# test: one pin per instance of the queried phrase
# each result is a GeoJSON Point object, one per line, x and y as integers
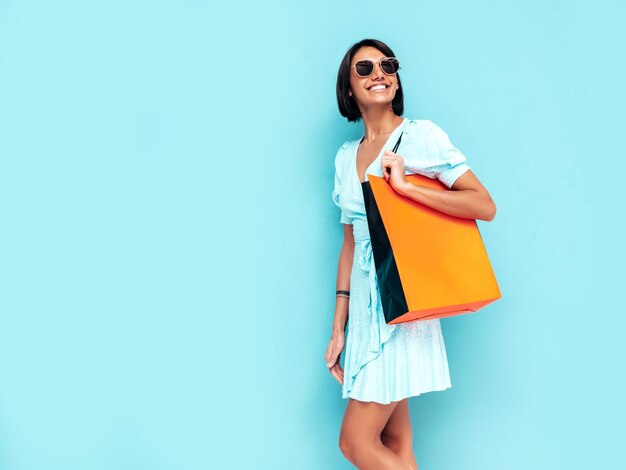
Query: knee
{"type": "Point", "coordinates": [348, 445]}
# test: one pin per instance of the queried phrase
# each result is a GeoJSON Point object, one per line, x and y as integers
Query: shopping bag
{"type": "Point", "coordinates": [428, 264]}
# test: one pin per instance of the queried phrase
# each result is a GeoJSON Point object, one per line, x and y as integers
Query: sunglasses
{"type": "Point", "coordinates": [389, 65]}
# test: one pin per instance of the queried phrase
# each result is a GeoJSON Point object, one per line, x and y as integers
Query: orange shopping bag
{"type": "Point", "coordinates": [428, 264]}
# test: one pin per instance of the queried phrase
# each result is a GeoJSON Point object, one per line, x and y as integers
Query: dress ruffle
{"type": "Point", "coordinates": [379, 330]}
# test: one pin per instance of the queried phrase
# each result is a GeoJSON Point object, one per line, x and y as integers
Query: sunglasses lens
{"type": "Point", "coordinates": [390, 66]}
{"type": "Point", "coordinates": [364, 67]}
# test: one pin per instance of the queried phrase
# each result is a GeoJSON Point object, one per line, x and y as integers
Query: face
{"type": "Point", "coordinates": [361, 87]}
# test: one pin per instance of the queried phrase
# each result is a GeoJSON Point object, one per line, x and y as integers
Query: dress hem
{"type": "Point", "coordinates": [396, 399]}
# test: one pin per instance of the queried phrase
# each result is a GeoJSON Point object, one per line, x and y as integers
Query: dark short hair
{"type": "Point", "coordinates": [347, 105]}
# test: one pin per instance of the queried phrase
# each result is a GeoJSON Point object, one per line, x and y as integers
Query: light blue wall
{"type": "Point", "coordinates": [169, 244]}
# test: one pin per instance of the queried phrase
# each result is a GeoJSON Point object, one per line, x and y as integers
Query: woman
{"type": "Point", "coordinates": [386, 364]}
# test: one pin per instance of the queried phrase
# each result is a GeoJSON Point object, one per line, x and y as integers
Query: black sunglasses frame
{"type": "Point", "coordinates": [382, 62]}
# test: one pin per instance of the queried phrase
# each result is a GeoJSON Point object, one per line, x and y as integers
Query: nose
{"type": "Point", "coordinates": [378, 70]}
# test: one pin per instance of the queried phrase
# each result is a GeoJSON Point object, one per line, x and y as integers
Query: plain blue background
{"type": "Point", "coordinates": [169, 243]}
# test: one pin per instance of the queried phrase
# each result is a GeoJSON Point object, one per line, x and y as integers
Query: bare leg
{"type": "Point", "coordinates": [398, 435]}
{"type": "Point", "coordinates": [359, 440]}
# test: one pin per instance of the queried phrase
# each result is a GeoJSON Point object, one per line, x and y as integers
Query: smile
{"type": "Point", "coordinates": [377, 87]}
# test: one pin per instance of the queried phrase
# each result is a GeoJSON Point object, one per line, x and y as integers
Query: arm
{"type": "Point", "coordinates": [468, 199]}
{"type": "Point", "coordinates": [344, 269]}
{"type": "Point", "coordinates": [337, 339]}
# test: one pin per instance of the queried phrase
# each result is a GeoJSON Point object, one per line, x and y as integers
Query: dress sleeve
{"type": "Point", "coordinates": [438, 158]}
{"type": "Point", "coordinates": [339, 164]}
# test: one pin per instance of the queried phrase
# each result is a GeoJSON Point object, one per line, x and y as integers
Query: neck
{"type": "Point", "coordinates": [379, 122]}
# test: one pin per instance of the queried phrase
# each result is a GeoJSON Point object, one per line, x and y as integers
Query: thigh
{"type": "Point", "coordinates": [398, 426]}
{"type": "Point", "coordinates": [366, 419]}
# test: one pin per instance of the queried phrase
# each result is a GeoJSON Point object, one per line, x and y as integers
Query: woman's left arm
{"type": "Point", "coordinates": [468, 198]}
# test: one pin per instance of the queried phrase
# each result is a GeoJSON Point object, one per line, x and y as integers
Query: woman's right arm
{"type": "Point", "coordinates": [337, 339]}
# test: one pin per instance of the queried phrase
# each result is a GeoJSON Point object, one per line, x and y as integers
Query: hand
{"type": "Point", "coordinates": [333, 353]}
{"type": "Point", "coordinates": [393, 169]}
------------------------
Task statement
Exactly as written, give every entry again, but not the pictures.

Exercise output
# test: one pin per instance of the queried phrase
# each result is a GeoJSON Point object, one per line, x and y as integers
Query: knee
{"type": "Point", "coordinates": [348, 445]}
# test: one pin per instance of the queried phrase
# each result is a GeoJSON Point object, one per line, x and y as integers
Query: shopping bag
{"type": "Point", "coordinates": [428, 264]}
# test: one pin per instance of the queried phrase
# each result is a GeoJSON Point object, one per line, x and y as integers
Query: sunglasses
{"type": "Point", "coordinates": [389, 65]}
# test: one pin per instance of the queried phrase
# each result is a GeoJSON Point object, one per line, x and y as integers
Query: orange shopping bag
{"type": "Point", "coordinates": [428, 264]}
# test: one pin per instance of the queried phrase
# each result is a GeoJSON Point object, one per line, x and y as integers
Query: dress ruffle
{"type": "Point", "coordinates": [379, 330]}
# test: one pin per instance of the queried phrase
# each result is a GeoJSON Point object, one per line, x and y as integers
Query: sunglasses lens
{"type": "Point", "coordinates": [390, 66]}
{"type": "Point", "coordinates": [364, 67]}
# test: one pin per instance of the queried phrase
# each result is a GeoJSON Point object, one per line, x and y as integers
Query: face
{"type": "Point", "coordinates": [361, 87]}
# test: one pin per instance of the queried phrase
# each result is a GeoJSON Point object, one per line, x and y as integers
Query: dress hem
{"type": "Point", "coordinates": [396, 399]}
# test: one pin per instance of the queried phrase
# each result is a GeoJSON Point object, one per line, x and y as integers
Query: dark short hair
{"type": "Point", "coordinates": [347, 105]}
# test: one pin per instance of the queried phrase
# each result is a GeoJSON Point object, one per line, x and y as integers
Query: light blue wall
{"type": "Point", "coordinates": [169, 244]}
# test: one pin per instance of the queried phrase
# each result is a GeoJSON Point object, one per line, x and y as integers
Query: woman
{"type": "Point", "coordinates": [386, 364]}
# test: one pin per instance of the queried phrase
# each result is a GeoJSON Point object, one per line, x and y as integers
Query: black sunglasses frame
{"type": "Point", "coordinates": [382, 62]}
# test: one pin per instance of the queried phrase
# each result is a GeoJSON Point object, one per line, x and y as integers
Query: nose
{"type": "Point", "coordinates": [378, 70]}
# test: one pin per instance of the queried phrase
# each result is a GeoJSON Point object, one per line, x and y as integers
Query: plain blue background
{"type": "Point", "coordinates": [169, 243]}
# test: one pin per instance of the queried phrase
# each result is a GeoJSON Point object, one per line, x and y as integers
Query: bare leg
{"type": "Point", "coordinates": [398, 435]}
{"type": "Point", "coordinates": [359, 440]}
# test: one pin per instance of the queried phrase
# each result is a GeoJSON Point object, one per line, x and y as integers
Query: smile
{"type": "Point", "coordinates": [377, 87]}
# test: one pin per instance of the queried phrase
# each result is a GeoJSON Point object, one per line, x and y as integers
Query: arm
{"type": "Point", "coordinates": [468, 199]}
{"type": "Point", "coordinates": [344, 269]}
{"type": "Point", "coordinates": [337, 339]}
# test: one pin per instance of the queried phrase
# each result is a GeoJSON Point object, one per line, x and y as integers
Query: dress sleeve
{"type": "Point", "coordinates": [438, 158]}
{"type": "Point", "coordinates": [339, 164]}
# test: one pin per instance of the queried phrase
# each result is a GeoJSON Point object, one per line, x and y as integers
Query: neck
{"type": "Point", "coordinates": [379, 122]}
# test: one pin per instance of the queried phrase
# each result is a GeoJSON Point object, one per line, x and y as integers
Query: thigh
{"type": "Point", "coordinates": [398, 426]}
{"type": "Point", "coordinates": [366, 419]}
# test: one pin per instance of the queried phrase
# each result is a GeoJSON Point object, one per line, x and y as integers
Query: woman's left arm
{"type": "Point", "coordinates": [468, 198]}
# test: one pin per instance of the queried phrase
# each result is a GeoJSON Point object, one per line, x and y as integers
Query: woman's right arm
{"type": "Point", "coordinates": [337, 339]}
# test: one pin per instance of the queried phrase
# each result is a GeoJSON Point object, one per line, x and y as integers
Query: hand
{"type": "Point", "coordinates": [333, 353]}
{"type": "Point", "coordinates": [393, 169]}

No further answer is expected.